TRECHO:

O tema da história do Graal diz que a terra
está devastada, e só quando o Graal for reencontrado poderá
haver a cura da terra. E o que caracteriza a terra devastada? É
a terra em que todos vivem uma vida inautêntica, fazendo o que
os outros fazem, fazendo o que são mandados fazer, desprovidos
de coragem para uma vida própria. Esquecem-se que são seres
únicos, cada indivídiuo sendo uma pessoa diferente das demais.
A beleza de uma terra rica está exatamente na convivência dos
diferentes, não na mistura deles. Se temos um lugar ou uma era
em que todos se alienam e fazem a mesma coisa, temos a terra
devastada: "Em toda a minha vida nunca fiz o que queria,
sempre fiz o que me mandaram fazer".
O Graal se torna aquilo que é logrado e
conscientizado por pessoas que viveram suas próprias vidas. O
Graal representa (simboliza) o receptáculo das realizações das
mais altas potencialidades da consciência humana.

DADOS ARMAZENADOS:
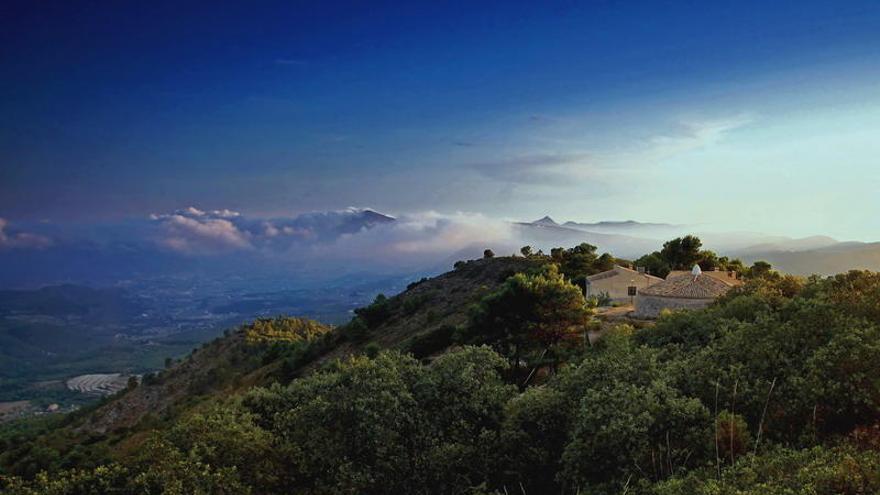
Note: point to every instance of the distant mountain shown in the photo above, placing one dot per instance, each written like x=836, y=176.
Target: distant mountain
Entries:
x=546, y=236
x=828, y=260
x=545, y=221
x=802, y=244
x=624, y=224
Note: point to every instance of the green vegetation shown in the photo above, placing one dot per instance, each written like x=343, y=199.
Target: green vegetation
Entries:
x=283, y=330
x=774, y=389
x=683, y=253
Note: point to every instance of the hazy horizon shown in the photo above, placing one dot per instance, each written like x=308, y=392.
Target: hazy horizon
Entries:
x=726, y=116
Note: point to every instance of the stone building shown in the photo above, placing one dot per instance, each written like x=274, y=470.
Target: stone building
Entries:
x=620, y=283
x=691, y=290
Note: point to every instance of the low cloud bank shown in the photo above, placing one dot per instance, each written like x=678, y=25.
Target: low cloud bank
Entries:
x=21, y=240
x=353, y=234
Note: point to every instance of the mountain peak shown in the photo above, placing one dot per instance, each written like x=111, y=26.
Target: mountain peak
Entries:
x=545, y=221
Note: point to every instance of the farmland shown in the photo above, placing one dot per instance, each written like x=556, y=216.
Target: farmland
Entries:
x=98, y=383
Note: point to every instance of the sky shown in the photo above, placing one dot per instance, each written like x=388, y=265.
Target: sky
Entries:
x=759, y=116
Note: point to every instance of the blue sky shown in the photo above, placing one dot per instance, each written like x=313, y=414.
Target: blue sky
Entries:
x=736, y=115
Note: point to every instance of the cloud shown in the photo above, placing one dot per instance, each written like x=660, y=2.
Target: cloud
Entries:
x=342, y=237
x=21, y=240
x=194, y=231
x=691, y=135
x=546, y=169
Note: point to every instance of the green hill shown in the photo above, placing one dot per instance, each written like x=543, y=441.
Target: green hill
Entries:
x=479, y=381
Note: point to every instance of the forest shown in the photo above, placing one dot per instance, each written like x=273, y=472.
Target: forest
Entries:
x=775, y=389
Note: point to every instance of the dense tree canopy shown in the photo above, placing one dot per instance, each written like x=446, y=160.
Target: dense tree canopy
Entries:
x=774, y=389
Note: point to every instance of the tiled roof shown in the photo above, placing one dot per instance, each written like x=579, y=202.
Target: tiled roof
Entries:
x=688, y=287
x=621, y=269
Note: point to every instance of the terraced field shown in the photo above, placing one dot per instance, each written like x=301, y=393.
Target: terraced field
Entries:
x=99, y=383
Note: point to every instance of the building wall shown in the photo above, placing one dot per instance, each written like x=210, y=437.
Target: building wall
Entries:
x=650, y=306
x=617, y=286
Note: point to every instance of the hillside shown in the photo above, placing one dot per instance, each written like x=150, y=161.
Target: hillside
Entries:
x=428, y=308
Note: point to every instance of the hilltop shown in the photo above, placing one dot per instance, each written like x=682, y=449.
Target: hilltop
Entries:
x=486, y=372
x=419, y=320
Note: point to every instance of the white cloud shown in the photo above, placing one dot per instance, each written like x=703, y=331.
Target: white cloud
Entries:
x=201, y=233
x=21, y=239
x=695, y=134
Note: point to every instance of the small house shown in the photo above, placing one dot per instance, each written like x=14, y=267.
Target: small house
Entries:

ENUNCIADO DA TAREFA: Por favor, copie na íntegra o trecho acima sobre o Graal, sem alterar nada.

RESULTADO DA TAREFA:
O tema da história do Graal diz que a terra
está devastada, e só quando o Graal for reencontrado poderá
haver a cura da terra. E o que caracteriza a terra devastada? É
a terra em que todos vivem uma vida inautêntica, fazendo o que
os outros fazem, fazendo o que são mandados fazer, desprovidos
de coragem para uma vida própria. Esquecem-se que são seres
únicos, cada indivídiuo sendo uma pessoa diferente das demais.
A beleza de uma terra rica está exatamente na convivência dos
diferentes, não na mistura deles. Se temos um lugar ou uma era
em que todos se alienam e fazem a mesma coisa, temos a terra
devastada: "Em toda a minha vida nunca fiz o que queria,
sempre fiz o que me mandaram fazer".
O Graal se torna aquilo que é logrado e
conscientizado por pessoas que viveram suas próprias vidas. O
Graal representa (simboliza) o receptáculo das realizações das
mais altas potencialidades da consciência humana.